Return all entries word for word, but drop any images.

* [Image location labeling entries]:
###
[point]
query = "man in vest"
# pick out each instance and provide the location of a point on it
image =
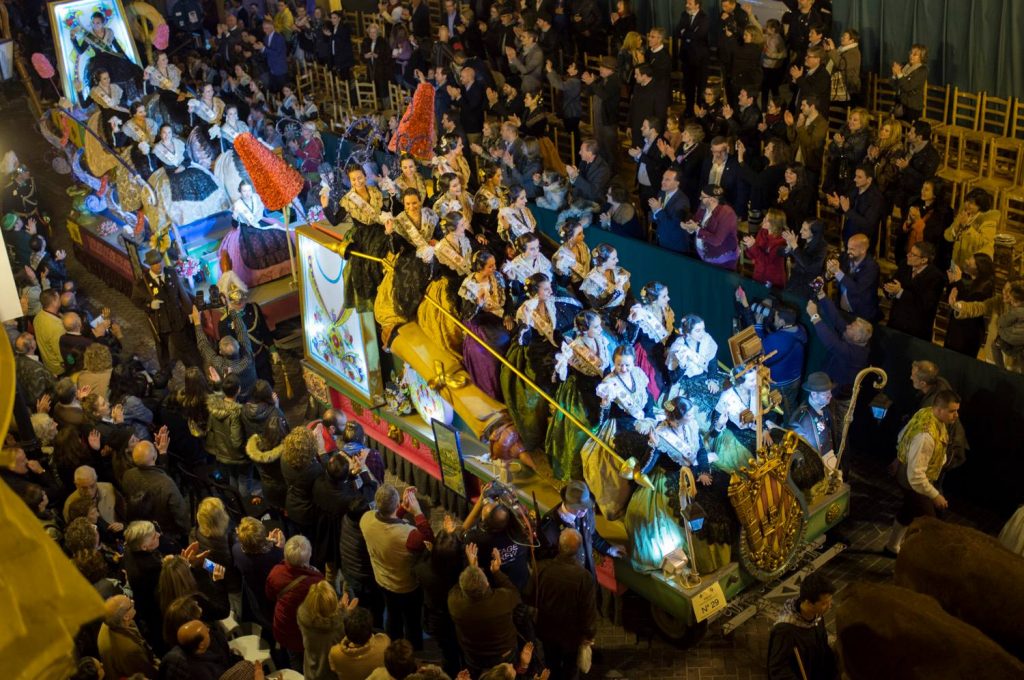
(921, 455)
(393, 545)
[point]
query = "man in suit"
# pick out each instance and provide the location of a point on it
(169, 306)
(651, 164)
(808, 132)
(590, 181)
(811, 80)
(647, 101)
(863, 208)
(668, 212)
(693, 46)
(656, 56)
(914, 292)
(528, 66)
(857, 274)
(607, 90)
(722, 169)
(744, 119)
(471, 100)
(274, 50)
(921, 164)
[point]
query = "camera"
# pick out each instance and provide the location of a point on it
(214, 302)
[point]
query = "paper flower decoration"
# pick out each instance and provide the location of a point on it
(42, 66)
(162, 37)
(276, 182)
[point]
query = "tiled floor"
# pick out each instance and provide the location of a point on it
(622, 653)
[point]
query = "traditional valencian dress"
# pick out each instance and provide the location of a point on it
(364, 277)
(691, 365)
(648, 328)
(571, 264)
(411, 254)
(539, 334)
(579, 367)
(483, 310)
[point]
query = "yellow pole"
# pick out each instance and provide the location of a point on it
(569, 417)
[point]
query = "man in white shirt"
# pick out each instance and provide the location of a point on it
(921, 456)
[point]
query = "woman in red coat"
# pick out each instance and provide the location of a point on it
(287, 587)
(766, 250)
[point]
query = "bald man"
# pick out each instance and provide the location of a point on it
(122, 648)
(567, 605)
(153, 495)
(200, 654)
(857, 274)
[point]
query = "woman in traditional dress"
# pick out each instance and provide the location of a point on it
(262, 241)
(571, 260)
(580, 366)
(413, 235)
(208, 109)
(606, 286)
(648, 329)
(165, 79)
(453, 197)
(691, 366)
(653, 517)
(489, 199)
(451, 159)
(409, 177)
(364, 204)
(139, 132)
(541, 323)
(453, 262)
(484, 312)
(230, 128)
(110, 98)
(528, 261)
(98, 50)
(516, 219)
(735, 422)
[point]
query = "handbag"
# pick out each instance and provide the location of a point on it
(584, 657)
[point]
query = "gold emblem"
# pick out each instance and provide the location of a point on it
(771, 515)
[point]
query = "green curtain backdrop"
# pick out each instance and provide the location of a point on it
(973, 44)
(993, 398)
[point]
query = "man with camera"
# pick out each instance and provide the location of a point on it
(492, 526)
(169, 304)
(857, 273)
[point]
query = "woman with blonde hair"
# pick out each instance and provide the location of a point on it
(630, 54)
(177, 579)
(322, 620)
(97, 365)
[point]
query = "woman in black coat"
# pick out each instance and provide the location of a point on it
(808, 255)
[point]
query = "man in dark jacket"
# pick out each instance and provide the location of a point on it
(915, 291)
(857, 274)
(482, 613)
(576, 511)
(692, 32)
(607, 90)
(150, 491)
(798, 645)
(169, 304)
(566, 614)
(590, 181)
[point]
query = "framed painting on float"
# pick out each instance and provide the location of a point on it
(339, 340)
(91, 37)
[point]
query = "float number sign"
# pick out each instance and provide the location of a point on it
(709, 601)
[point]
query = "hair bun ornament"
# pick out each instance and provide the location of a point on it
(162, 37)
(276, 182)
(42, 66)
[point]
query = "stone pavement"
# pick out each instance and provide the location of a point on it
(623, 653)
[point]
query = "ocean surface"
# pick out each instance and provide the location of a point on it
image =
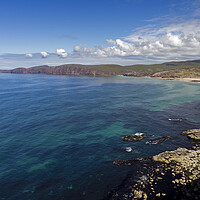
(59, 134)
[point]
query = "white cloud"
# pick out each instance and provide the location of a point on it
(29, 55)
(176, 41)
(110, 41)
(62, 53)
(77, 48)
(44, 54)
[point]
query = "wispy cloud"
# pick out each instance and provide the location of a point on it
(29, 55)
(175, 41)
(44, 54)
(62, 53)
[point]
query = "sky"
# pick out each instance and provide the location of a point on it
(125, 32)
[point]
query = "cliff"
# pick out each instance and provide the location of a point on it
(183, 69)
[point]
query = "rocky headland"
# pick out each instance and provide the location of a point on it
(184, 70)
(169, 175)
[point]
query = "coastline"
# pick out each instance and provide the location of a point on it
(168, 175)
(192, 80)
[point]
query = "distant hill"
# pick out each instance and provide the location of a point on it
(183, 69)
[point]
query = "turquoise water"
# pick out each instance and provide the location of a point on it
(58, 133)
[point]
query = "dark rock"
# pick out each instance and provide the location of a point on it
(136, 137)
(159, 140)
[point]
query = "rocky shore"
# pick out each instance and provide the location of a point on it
(169, 175)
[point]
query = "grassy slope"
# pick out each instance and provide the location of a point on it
(166, 70)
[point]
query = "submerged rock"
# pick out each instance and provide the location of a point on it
(159, 140)
(132, 161)
(128, 149)
(192, 134)
(135, 137)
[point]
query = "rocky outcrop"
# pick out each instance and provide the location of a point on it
(61, 70)
(192, 134)
(135, 137)
(159, 140)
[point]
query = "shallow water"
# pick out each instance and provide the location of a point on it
(58, 132)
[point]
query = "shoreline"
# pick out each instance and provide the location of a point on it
(168, 175)
(191, 80)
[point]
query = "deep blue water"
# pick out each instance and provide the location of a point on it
(58, 133)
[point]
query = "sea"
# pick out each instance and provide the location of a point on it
(60, 134)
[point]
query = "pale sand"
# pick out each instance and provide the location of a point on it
(181, 79)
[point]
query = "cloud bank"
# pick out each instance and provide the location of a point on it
(176, 41)
(62, 53)
(44, 54)
(146, 45)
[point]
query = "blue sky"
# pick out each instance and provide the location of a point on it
(101, 31)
###
* [Task output]:
[point]
query = "man in vest"
# pick out each instance and provide the location of a point on it
image =
(921, 455)
(393, 545)
[point]
query = "man in suit"
# pick out each instance and provide the location of a point on it
(169, 306)
(651, 164)
(808, 132)
(590, 181)
(811, 80)
(647, 101)
(863, 208)
(668, 212)
(693, 46)
(656, 56)
(914, 292)
(528, 66)
(857, 274)
(607, 90)
(722, 169)
(744, 119)
(471, 100)
(274, 50)
(921, 164)
[point]
query = "camera"
# pick out each instance and provide the location of a point on it
(214, 302)
[point]
query = "paper flower decoration"
# pick out each instance and provide the location of a point on it
(42, 66)
(162, 37)
(276, 182)
[point]
query = "tiled floor"
# pick out each instance and provide the location of a point on it
(622, 653)
[point]
query = "traditional valencian dress"
# pick out each instance and provide the location of a point on it
(364, 277)
(691, 365)
(648, 328)
(571, 264)
(411, 254)
(539, 334)
(579, 367)
(483, 310)
[point]
query = "yellow pole"
# pick out each instance and provide the location of a point on it
(569, 417)
[point]
query = "man in white shirt"
# pick out each instance and provide the location of a point on it
(921, 456)
[point]
query = "woman in red coat"
# pick out each instance and provide the location of a point on it
(287, 587)
(766, 250)
[point]
query = "bald man"
# pick out each instance and provide the location of a point on it
(122, 648)
(567, 605)
(153, 495)
(200, 654)
(857, 274)
[point]
query = "woman in traditional dress"
# pick out each instance and provide the location of a point on it
(262, 241)
(571, 260)
(580, 366)
(413, 235)
(208, 109)
(606, 286)
(648, 329)
(165, 79)
(453, 197)
(691, 366)
(653, 517)
(489, 199)
(451, 159)
(409, 177)
(364, 204)
(139, 132)
(541, 323)
(453, 262)
(484, 312)
(230, 128)
(110, 98)
(528, 261)
(98, 50)
(516, 219)
(735, 422)
[point]
query = "handbag"
# pick out each instance and provide the location of a point on it
(584, 657)
[point]
query = "gold emblem"
# pick out each instance and provide the location of a point on it
(771, 515)
[point]
query = "green curtain backdrop"
# pick out each instance and provide the location of a point on it
(973, 44)
(993, 398)
[point]
query = "man with camera"
# pick out each instance and provide the location of a point on it
(492, 526)
(169, 304)
(857, 273)
[point]
query = "woman with blonde hair"
# pick out each instance and provide the location of a point on it
(630, 54)
(177, 579)
(322, 620)
(97, 365)
[point]
query = "woman in black coat"
# pick out each instance and provide the location of a point on it
(808, 255)
[point]
query = "man in dark jacket"
# pick out each instance and provide the location of a point on it
(915, 291)
(857, 274)
(482, 613)
(576, 511)
(692, 32)
(607, 90)
(150, 491)
(798, 645)
(169, 304)
(566, 614)
(590, 181)
[point]
query = "framed painting on float"
# pick out each instance and provide the location of a point on it
(339, 340)
(91, 37)
[point]
query = "float number sign"
# pick out each instance and provide the location of a point on it
(709, 601)
[point]
query = "hair bun ornament"
# pick out each instance and provide the location of a point on it
(162, 37)
(276, 182)
(42, 66)
[point]
query = "stone pavement"
# pick out each instance and provide the location of a point on it
(623, 653)
[point]
query = "ocean surface"
# pick out each instance and provide the location of a point on it
image =
(59, 134)
[point]
query = "white cloud"
# pick out each instance and provide the location of a point on it
(29, 55)
(176, 41)
(110, 41)
(62, 53)
(77, 48)
(44, 54)
[point]
query = "wispy cloud"
# pick out each instance and provide the location of a point on it
(29, 55)
(175, 41)
(44, 54)
(62, 53)
[point]
query = "sky"
# pick out each instance and provide the location of a point on it
(125, 32)
[point]
query = "cliff"
# pick out each instance and provide the location of a point on it
(183, 69)
[point]
query = "rocky headland"
# pick out each instance and provide the location of a point on it
(184, 70)
(169, 175)
[point]
query = "coastline"
# pick out each instance and provide the location of a point on it
(168, 175)
(192, 80)
[point]
query = "distant hill"
# pick out each instance and provide the location of a point on it
(183, 69)
[point]
query = "turquoise water"
# pick out each instance and provide the location of a point on it
(58, 133)
[point]
query = "dark rock"
# pick out each instance and provide the location of a point on it
(136, 137)
(159, 140)
[point]
query = "rocky shore"
# pick out each instance and provide the location of a point on it
(169, 175)
[point]
query = "grassy slope"
# pick out each instance and provide the location of a point on it
(166, 70)
[point]
query = "submerged rock"
# pick out each instance and provide the location of a point on it
(159, 140)
(132, 161)
(128, 149)
(192, 134)
(135, 137)
[point]
query = "rocky outcrop"
# pick out each instance and provide the location of a point on it
(61, 70)
(192, 134)
(135, 137)
(159, 140)
[point]
query = "shallow water"
# pick out each instance and provide the location of a point on it
(58, 132)
[point]
query = "shoreline"
# pick out each instance and provide the location of a point on it
(168, 175)
(191, 80)
[point]
query = "deep blue water"
# pick out each instance and provide the location of a point on it
(58, 133)
[point]
query = "sea"
# pick out each instance and provide the location of a point on it
(60, 134)
[point]
query = "pale sand"
# pick out each instance and provide the location of a point on it
(181, 79)
[point]
query = "cloud bank"
# pick out each instance and provide the location of a point on it
(176, 41)
(62, 53)
(44, 54)
(146, 45)
[point]
query = "blue sky"
# pick out each instance and provide the location of a point on it
(101, 31)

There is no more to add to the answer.